[DATASET RECORDS — start]

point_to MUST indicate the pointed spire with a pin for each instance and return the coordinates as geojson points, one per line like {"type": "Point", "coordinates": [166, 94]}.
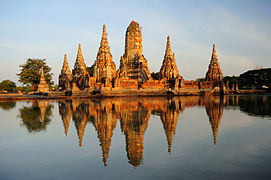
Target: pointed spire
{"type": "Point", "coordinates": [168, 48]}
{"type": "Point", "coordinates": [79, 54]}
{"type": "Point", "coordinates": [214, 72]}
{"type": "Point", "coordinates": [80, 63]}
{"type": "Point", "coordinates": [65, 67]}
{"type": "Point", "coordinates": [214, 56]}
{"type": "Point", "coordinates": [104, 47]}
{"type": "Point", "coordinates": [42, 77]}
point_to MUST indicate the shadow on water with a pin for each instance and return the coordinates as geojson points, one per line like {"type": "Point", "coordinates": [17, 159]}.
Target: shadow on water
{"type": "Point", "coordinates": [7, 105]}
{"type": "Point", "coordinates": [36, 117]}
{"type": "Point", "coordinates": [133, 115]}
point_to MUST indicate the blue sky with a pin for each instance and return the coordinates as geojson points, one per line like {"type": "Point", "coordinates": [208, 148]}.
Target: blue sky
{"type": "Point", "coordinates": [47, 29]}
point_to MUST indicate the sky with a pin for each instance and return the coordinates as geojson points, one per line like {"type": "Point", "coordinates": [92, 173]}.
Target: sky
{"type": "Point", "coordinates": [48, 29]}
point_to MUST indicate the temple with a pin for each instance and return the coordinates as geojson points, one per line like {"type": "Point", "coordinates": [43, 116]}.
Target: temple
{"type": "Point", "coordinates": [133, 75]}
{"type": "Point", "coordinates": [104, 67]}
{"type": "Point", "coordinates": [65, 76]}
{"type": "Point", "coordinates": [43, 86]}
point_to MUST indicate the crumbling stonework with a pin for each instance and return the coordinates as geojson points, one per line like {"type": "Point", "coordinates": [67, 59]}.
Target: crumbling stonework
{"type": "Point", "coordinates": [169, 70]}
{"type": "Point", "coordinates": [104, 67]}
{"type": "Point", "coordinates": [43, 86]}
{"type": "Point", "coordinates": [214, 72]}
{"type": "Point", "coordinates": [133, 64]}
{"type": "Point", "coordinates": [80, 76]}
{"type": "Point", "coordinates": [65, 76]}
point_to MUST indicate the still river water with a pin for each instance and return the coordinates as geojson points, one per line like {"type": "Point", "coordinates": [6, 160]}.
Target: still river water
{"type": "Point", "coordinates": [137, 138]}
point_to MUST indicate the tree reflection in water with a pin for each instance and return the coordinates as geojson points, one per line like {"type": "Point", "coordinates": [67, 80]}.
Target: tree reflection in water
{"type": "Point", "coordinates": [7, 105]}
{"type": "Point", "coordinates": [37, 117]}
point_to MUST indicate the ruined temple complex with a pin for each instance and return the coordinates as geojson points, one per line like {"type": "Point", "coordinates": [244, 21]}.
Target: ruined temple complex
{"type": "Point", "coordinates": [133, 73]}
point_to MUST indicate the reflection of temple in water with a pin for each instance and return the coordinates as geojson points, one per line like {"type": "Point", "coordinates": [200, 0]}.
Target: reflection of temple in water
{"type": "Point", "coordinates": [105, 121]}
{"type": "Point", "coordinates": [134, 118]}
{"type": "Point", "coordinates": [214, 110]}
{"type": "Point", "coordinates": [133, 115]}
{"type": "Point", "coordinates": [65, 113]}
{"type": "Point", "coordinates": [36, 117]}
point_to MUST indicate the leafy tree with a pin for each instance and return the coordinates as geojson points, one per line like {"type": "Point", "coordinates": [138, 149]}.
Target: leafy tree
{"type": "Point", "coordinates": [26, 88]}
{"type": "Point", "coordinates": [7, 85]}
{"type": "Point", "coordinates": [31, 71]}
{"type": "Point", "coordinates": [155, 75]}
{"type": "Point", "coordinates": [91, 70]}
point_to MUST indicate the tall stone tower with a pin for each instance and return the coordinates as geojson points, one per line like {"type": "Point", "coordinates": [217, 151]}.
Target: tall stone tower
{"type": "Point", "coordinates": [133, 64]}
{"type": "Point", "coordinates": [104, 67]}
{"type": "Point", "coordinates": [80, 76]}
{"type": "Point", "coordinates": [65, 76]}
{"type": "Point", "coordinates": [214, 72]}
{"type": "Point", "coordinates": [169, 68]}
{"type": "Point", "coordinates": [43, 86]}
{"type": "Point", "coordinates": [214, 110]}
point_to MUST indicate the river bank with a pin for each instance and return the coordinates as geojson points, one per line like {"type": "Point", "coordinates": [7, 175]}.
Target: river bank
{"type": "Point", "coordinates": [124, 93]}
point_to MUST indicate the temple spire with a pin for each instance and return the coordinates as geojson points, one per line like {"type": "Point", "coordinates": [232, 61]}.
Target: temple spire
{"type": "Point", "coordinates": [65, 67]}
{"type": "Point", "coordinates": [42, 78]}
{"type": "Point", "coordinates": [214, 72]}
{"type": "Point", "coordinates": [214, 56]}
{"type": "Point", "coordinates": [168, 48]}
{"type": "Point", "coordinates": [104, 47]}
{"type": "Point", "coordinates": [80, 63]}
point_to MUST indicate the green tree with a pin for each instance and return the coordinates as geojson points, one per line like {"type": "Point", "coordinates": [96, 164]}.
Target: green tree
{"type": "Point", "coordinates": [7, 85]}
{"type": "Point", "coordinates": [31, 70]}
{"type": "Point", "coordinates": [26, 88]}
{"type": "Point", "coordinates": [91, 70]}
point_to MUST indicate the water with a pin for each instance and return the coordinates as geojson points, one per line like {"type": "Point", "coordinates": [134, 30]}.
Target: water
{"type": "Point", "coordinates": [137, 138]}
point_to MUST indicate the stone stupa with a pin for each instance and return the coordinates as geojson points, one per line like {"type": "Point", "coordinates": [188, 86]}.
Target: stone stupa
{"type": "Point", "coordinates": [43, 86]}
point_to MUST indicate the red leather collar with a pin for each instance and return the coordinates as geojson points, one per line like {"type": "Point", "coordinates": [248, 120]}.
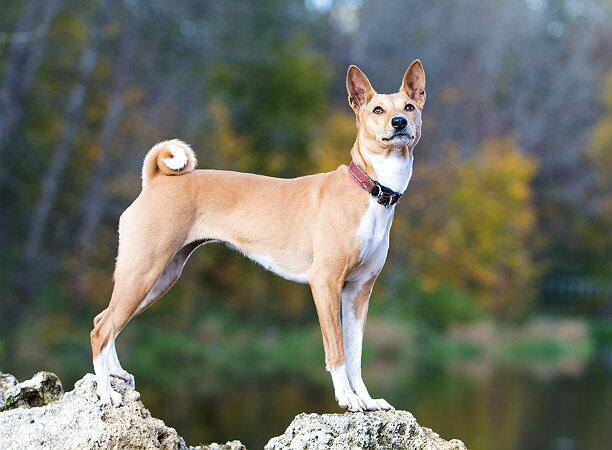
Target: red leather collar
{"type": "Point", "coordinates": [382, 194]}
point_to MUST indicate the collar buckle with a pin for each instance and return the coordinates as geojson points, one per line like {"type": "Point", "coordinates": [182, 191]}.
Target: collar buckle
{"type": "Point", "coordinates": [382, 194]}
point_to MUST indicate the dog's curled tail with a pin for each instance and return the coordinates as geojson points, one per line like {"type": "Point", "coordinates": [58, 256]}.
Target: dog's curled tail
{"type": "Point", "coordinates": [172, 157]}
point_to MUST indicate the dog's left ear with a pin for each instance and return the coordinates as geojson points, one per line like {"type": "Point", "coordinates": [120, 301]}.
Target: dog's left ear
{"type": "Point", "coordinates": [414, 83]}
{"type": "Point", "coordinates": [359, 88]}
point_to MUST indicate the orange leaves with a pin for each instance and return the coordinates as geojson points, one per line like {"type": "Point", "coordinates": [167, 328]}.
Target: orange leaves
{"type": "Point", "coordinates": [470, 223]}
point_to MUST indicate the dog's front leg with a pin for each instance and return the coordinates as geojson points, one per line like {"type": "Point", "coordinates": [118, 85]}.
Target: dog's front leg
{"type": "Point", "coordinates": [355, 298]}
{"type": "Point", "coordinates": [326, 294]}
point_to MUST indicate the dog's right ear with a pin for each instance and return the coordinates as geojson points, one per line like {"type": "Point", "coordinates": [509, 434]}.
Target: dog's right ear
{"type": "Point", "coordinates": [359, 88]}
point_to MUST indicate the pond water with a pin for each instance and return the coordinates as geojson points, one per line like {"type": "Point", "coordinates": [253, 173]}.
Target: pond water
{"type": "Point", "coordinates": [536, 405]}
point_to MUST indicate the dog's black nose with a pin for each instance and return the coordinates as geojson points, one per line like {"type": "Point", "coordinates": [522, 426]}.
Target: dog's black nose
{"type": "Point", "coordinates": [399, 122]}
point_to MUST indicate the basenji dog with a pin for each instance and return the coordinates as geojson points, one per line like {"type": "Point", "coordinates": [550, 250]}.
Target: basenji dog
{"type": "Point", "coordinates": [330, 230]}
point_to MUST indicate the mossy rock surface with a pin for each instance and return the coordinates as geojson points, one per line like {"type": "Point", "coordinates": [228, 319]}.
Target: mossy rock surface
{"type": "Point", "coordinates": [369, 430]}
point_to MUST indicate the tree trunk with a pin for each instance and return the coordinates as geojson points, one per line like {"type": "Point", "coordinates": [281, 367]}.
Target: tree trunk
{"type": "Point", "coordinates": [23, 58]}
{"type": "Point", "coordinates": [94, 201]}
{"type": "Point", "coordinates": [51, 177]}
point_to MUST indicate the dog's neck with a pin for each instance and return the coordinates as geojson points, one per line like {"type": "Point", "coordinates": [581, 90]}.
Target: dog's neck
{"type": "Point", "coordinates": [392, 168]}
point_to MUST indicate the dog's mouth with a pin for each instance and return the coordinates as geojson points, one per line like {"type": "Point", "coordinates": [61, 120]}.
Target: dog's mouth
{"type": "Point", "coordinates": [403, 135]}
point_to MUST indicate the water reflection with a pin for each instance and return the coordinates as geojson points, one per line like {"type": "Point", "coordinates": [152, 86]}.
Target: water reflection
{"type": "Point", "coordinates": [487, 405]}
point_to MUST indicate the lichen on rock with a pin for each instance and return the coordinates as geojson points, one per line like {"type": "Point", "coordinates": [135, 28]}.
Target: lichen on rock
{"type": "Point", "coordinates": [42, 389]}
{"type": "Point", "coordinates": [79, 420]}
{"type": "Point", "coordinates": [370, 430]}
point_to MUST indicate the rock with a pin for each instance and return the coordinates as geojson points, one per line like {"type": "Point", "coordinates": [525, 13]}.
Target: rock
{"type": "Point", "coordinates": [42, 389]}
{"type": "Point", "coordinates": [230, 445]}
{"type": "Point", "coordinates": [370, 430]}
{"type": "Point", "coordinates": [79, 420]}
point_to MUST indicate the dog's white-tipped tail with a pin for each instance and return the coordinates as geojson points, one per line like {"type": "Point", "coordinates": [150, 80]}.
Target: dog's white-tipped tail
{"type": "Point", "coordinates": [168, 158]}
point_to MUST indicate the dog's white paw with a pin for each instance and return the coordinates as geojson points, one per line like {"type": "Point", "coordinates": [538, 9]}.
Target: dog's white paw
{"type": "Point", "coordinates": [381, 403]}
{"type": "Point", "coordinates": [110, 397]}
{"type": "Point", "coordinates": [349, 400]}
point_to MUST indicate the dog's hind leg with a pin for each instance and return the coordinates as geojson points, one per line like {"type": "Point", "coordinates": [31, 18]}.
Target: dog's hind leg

[DATASET RECORDS — finish]

* PROBLEM: Report every line from the material above that mentions the word "hind".

* EXPECTED ANSWER:
point_to MUST indicate the dog's hind leg with a pin for each instance and return the coordinates as geojson points, one per line like {"type": "Point", "coordinates": [31, 18]}.
Target: dog's hind leg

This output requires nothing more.